Search

Sudut Pandang Kebenaran dan Menerima Diri Sendiri



Sudut Pandang Kebenaran dan Menerima Diri Sendiri


Dalam kegiatan maiyah kali ini, ada seseorang bertanya kepada Mas Sabrang bahwa banyak orang di sekitarnya yang selalu menganggap salah setiap hal yang dia lakukan. Pertanyaannya adalah bagaimana penyikapan yang sebaiknya dia lakukan.
Mas Sabrangpun merespon pertanyaannya dengan kalimat pertama yang sudah cukup menjawab sebenarnya, yaitu sudut pandang mencari kesalahan itu gampang.
Menurut anda, ketika kepala anda dijatuhi besi atau kapas, maka kepalanya yang sakit karena dijatuhi besi. Betul memang, tapi apakah kalian pernah bertanya ke besi, apakah besi tersebut sakit juga atau tidak.
Tidak pernah kan?
Tidak tahu jawabannya kan?
Tapi kok kita menyimpulkan kepalanya yang paling sakit. Anda juga tidak tanya kapasnya kan, sakit atau tidak si kapas.

Karena kita sebagai manusia, maka sudut pandang kita adalah sudut pandang manusia. Dan kita tidak tahu besi dan kapas juga merasakan sakit atau tidak, karena kita tidak berada pada sudut pandang besi ataupun kapas.
Maksud saya di sini adalah, anda perlu untuk mencari anglenya lagi, saya juga bisa jika hanya mencari anglenya lagi.
Kamu mencari kesalahan dari semua hal itu sangat bisa. Bahkan bicara Tuhan salah juga bisa. Sholat dikatakan salah juga bisa.
Tapi kan apa gunanya mencari kesalahan, yang saya ajak disini kan ayo mencari sudut pandang benarnya dari mana. Sehingga kita bisa belajar sudut pandang itu.

* [Baris yang Disediakan]
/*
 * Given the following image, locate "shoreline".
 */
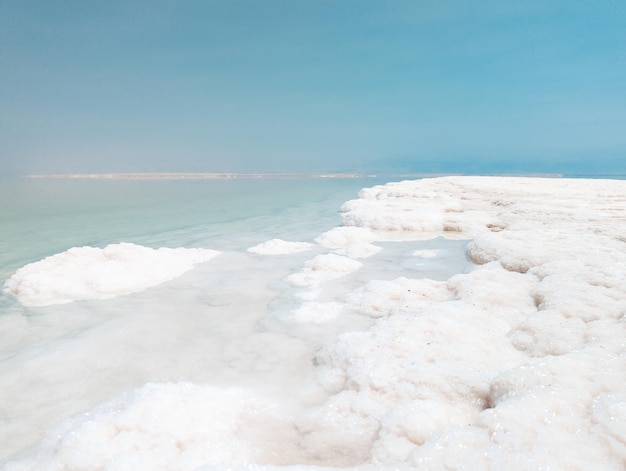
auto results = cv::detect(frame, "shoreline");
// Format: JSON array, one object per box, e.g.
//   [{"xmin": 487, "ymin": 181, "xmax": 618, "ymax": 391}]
[{"xmin": 24, "ymin": 172, "xmax": 566, "ymax": 180}]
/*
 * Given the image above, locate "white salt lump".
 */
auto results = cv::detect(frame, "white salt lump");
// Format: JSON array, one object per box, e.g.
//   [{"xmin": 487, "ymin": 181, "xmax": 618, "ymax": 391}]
[
  {"xmin": 6, "ymin": 177, "xmax": 626, "ymax": 471},
  {"xmin": 4, "ymin": 243, "xmax": 219, "ymax": 307},
  {"xmin": 248, "ymin": 239, "xmax": 313, "ymax": 255}
]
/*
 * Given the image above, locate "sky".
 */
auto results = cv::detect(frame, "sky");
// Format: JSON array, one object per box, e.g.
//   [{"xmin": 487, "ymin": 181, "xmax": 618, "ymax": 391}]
[{"xmin": 0, "ymin": 0, "xmax": 626, "ymax": 176}]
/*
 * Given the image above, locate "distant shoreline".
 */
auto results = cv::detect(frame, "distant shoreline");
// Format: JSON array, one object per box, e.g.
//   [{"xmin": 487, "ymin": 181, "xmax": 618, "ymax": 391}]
[
  {"xmin": 26, "ymin": 173, "xmax": 365, "ymax": 180},
  {"xmin": 26, "ymin": 173, "xmax": 443, "ymax": 180},
  {"xmin": 25, "ymin": 172, "xmax": 564, "ymax": 180}
]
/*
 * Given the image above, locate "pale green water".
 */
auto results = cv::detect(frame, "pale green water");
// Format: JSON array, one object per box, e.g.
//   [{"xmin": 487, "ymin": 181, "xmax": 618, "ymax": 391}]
[{"xmin": 0, "ymin": 178, "xmax": 382, "ymax": 281}]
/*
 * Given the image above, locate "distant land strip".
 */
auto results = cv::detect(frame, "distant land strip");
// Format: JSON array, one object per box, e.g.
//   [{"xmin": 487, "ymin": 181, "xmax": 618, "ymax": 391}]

* [Daftar Tugas]
1. Dalam teks tentang sudut pandang kebenaran, apa isi kalimat pertama Mas Sabrang saat merespons pertanyaan itu?
2. Teruskan teks tentang sudut pandang kebenaran dan menerima diri sendiri mulai dari kalimat terakhir yang tersedia.
Baris-baris di atas tidak dipakai sama sekali di sini.

* [Hasil yang Diharapkan]
1. Sudut pandang mencari kesalahan itu gampang.

2.
Misalnya ada petani sedang capek-capeknya ngarit, kemudian Pak Menteri berkata produktivitas perlu ditingkatkan. Petani sebenarnya berhak marah kepada Pak Menteri karena tidak merasakan capeknya ngarit. Tapi marah itu bukan tindakan yang terbaik. Tindakan yang baik adalah petani tersebut memberi tahu ke Bapak Menteri bahwa pak saya itu capek lho pak bekerja itu, jadi jangan bilang produktivitas ditingkatkan.
Harapannya ketika petani tersebut menjelaskan ke Pak Menteri, Dijelaskan agar Pak Menteripun juga belajar, jadi yang dicari adalah pertumbuhan bersama.
Kalau kamu pakai topeng di internet, isinya cuma berkata kasar, bukan saling menumbuhkan. Karena kita Cuma berkata kasar, kemudian lari, berkata kasar kemudian lari. Jadi tidak ada yang bisa ditumbuhkan.
Yang kita cari disini adalah mencari pertumbuhan kebaikan bersama. Dan itu tidak bisa dilakukan ketika semua orang pengecut menutupi mukanya. Itukan sudut pandang benarnya disitu. Kalau pengen mencari sudut pandang salahe ya banyak mas. Gampang banget mencari sudut pandang kesalahan itu.
Prinsip utamanya adalah
Coba mencari kebenaran dari sudut pandang yang lain. Cari dan temukan sudut pandang kebenaran orang lain, juga cari dan temukan sudut pandang kebenaran dirimu. Sehingga lebih lengkap kebenarannya. Jadi tidak menyalahkan kebenaran orang lain. Karena dia pasti punya tujuan sendiri.
Tidak mungkin ada orang bilang bahwa dia tahu pasti bahwa dia salah. Karena dia tahu dia benar menurut dia, maka dia mengatakan apa yang dia katakan. Kita harus tahu kebenaran dia, biar kita tahu kenapa dia mengatakan hal itu, sehingga ilmu kita lebih luas.
Harapan kita adalah mencari apa yang benar, bukan mencari siapa yang benar.
…..…………………………………
Kemudian pertanyaan kedua adalah, kenapa di publik lebih nyaman berbicara dari pada di rumah?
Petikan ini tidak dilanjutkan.